··· Exercise input ···

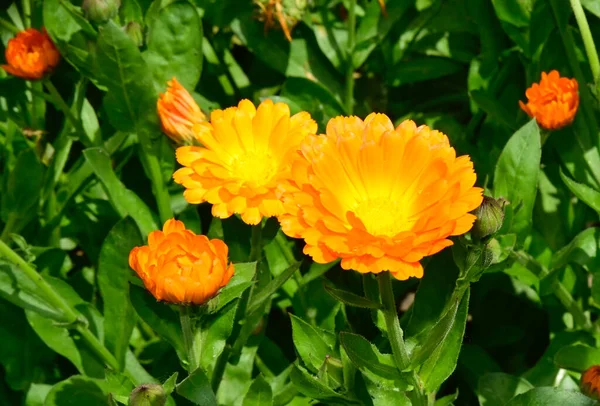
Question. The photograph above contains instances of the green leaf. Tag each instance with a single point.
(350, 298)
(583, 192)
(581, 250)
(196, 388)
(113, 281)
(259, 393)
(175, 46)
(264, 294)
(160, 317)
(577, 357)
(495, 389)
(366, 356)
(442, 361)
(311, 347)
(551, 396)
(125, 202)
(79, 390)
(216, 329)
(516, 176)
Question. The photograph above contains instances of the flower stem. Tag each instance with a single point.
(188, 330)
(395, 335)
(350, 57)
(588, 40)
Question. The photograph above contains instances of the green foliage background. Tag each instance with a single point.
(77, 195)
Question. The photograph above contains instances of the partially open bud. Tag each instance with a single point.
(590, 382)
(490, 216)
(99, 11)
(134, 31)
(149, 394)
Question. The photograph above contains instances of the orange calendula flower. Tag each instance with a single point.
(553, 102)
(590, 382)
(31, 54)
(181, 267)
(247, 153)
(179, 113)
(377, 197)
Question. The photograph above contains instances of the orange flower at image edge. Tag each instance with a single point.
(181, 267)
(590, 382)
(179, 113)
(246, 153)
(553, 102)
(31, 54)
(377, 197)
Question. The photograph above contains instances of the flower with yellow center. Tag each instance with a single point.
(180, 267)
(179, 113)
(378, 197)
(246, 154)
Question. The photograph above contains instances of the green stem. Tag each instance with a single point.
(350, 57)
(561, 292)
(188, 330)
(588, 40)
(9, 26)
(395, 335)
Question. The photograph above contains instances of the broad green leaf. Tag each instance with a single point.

···

Rewrite all of the material above, changing "Tag" to "Mark" everywhere and keeping everything else the same. Leave the pictures out.

### Exercise solution
Question. The photograph above contains instances of the green leaf. Mark each instance with a single point.
(350, 298)
(583, 192)
(581, 250)
(196, 388)
(113, 281)
(259, 393)
(175, 46)
(264, 294)
(160, 317)
(577, 357)
(495, 389)
(366, 356)
(442, 361)
(311, 347)
(551, 396)
(125, 202)
(79, 390)
(216, 329)
(516, 176)
Question. The photograph above contains instances of the flower stem. Mark each instance with a single point.
(188, 330)
(395, 335)
(350, 57)
(588, 40)
Question. The photograph above contains instances of the green foliage background. Mark each instance with a single point.
(77, 195)
Question. The photograph above contains instances of the partially open bud. Mark each instance with a single point.
(590, 382)
(490, 216)
(99, 11)
(134, 31)
(149, 394)
Question. The photograph above contains instances of the orange calendula flower. Mark each instance with a single point.
(553, 102)
(590, 382)
(31, 54)
(181, 267)
(247, 153)
(179, 113)
(377, 197)
Question. The photograph above contains instances of the orange flower at image edge. Mark each instance with a single point.
(181, 267)
(590, 382)
(179, 113)
(246, 153)
(553, 102)
(31, 54)
(377, 197)
Question. The photograph above contains instances of the flower with yellow center. Mark each instance with a single point.
(180, 267)
(179, 113)
(378, 197)
(246, 154)
Question. The photograph above contains instances of the green stem. Mark each instance with a single point.
(350, 57)
(561, 292)
(188, 330)
(588, 40)
(9, 26)
(395, 335)
Question. The photograph above contains instances of the broad green leaf. Mark each instance with a single point.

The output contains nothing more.